# SEGMENT DU DOCUMENT

Langue de procédure : l’allemand

Juridiction de renvoi

Landgericht Berlin (tribunal régional de Berlin, Allemagne)

Partie dans la procédure au principal

M.N.

Questions préjudicielles

1.     Sur l’interprétation de la caractéristique « autorité d’émission » visée dans les dispositions combinées de l’article 6, paragraphe 1, et de l’article 2, sous c), de la directive 2014/41 1

a)     Une décision d’enquête européenne visant à obtenir des éléments de preuve déjà rassemblés dans l’État d’exécution (en l’occurrence la France) doit-elle être rendue par un juge lorsque, selon le droit de l’État d’émission (en l’occurrence l’Allemagne), leur collecte originaire aurait dû être ordonnée par le juge dans un cas de figure national comparable ?

b)     À titre subsidiaire : en va-t-il au moins ainsi lorsque l’État d’exécution a exécuté la mesure originaire sur le territoire de l’État d’émission dans le but de mettre ensuite les données obtenues à la disposition des autorités d’enquête de l’État d’émission intéressées par les données aux fins de poursuites ?

# OBJECTIFS
[A] Répondez aux questions suivantes d'après le texte sur le renvoi préjudiciel :
(i) Quelle est la langue de procédure ?
(ii) Quelle juridiction est à l'origine du renvoi ?
(iii) Quel pays la question 1 a) désigne-t-elle comme État d'exécution ?
[B] Prolongez le texte sur le renvoi préjudiciel à partir de sa dernière phrase, en gardant sa structure et son registre.

# EXTRAITS DE DONNÉES
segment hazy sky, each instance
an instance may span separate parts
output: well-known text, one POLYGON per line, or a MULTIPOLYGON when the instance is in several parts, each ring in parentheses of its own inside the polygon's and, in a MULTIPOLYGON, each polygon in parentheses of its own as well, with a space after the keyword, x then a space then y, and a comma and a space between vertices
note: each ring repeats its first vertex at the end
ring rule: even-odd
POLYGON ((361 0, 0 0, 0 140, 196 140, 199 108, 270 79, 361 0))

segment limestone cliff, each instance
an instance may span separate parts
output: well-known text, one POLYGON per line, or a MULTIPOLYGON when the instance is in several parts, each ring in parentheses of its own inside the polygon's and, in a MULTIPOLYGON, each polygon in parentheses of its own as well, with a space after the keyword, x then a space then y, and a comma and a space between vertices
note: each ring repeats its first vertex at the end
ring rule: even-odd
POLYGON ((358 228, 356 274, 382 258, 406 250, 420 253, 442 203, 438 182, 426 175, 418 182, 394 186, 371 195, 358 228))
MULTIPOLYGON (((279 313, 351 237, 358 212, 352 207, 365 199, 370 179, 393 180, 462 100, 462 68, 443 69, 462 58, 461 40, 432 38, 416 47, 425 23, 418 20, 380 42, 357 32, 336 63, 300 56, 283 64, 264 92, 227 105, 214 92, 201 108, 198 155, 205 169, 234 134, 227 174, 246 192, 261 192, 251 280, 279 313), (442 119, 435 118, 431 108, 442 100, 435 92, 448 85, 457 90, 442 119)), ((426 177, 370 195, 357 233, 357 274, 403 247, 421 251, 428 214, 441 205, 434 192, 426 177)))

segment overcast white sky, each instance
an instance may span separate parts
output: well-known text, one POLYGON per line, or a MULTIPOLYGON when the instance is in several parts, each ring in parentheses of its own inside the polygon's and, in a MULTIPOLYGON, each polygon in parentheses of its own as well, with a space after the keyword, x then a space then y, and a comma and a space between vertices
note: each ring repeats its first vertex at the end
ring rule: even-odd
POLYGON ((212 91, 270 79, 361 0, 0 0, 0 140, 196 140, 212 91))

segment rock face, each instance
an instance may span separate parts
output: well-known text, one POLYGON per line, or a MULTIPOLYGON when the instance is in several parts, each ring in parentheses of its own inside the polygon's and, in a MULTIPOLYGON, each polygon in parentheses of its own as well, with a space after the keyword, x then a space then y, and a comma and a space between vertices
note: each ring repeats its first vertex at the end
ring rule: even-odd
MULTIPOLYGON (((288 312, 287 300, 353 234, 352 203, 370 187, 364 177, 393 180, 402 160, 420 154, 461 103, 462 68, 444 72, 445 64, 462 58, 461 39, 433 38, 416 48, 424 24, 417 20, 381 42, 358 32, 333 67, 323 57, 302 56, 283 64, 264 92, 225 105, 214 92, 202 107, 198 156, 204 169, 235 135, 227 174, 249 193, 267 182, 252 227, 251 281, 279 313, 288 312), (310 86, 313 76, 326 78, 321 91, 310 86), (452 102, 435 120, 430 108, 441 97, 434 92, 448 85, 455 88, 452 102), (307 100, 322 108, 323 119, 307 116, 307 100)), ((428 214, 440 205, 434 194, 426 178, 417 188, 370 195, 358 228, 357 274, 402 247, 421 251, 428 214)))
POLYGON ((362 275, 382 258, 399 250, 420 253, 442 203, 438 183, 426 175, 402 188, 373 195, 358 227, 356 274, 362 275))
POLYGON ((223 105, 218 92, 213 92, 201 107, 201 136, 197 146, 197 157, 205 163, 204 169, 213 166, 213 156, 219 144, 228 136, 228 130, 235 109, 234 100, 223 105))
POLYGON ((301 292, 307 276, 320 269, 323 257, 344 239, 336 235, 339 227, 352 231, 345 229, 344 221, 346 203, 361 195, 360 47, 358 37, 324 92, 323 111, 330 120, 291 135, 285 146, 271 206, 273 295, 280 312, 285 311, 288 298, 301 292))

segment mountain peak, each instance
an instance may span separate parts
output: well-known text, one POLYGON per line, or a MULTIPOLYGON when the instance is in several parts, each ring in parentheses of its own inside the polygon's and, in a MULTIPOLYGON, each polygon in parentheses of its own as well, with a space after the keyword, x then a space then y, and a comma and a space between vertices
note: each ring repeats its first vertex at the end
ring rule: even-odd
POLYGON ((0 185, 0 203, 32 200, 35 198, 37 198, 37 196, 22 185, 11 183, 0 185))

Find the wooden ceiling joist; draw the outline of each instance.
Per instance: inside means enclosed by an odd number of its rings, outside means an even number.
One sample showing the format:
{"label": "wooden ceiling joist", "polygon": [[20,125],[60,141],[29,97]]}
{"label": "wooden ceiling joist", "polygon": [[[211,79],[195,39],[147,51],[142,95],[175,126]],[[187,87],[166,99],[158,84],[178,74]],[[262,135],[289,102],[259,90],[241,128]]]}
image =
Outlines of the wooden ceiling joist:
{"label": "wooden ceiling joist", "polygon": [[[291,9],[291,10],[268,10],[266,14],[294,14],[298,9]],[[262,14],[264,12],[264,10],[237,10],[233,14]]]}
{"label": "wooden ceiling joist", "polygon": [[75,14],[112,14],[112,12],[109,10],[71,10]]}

# TÂCHES RÉSOLUES
[A]
(i) L'allemand.
(ii) Le Landgericht Berlin (tribunal régional de Berlin, Allemagne).
(iii) La France.

[B]
c)     Indépendamment des règles de compétence nationales de l’État d’émission, une décision d’enquête européenne visant à obtenir des éléments de preuve doit-elle toujours être adoptée par un juge (ou un organe indépendant qui n’est pas chargé des enquêtes pénales) lorsque la mesure concerne des atteintes graves à des droits fondamentaux primordiaux ?

2.     Sur l’interprétation de l’article 6, paragraphe 1, sous a), de la directive 2014/41

a)     L’article 6, paragraphe 1, sous a), de la directive 2014/41 s’oppose-t-il à une décision d’enquête européenne visant à transmettre des données déjà rassemblées dans l’État d’exécution (France) à la faveur de l’interception de télécommunications, notamment des données relatives au trafic et à la localisation ainsi que des enregistrements de contenus de communication, lorsque l’interception par l’État d’exécution s’est étendue à tous les utilisateurs du raccordement d’un service de télécommunication, la décision d’enquête européenne demande de transmettre les données de tous les raccordements utilisés sur le territoire de l’État d’émission et qu’il n’existait pas d’indices concrets de commission d’infractions graves par ces utilisateurs individuels, ni au moment où la mesure d’interception a été ordonnée et exécutée, ni au moment où la décision d’enquête européenne a été adoptée ?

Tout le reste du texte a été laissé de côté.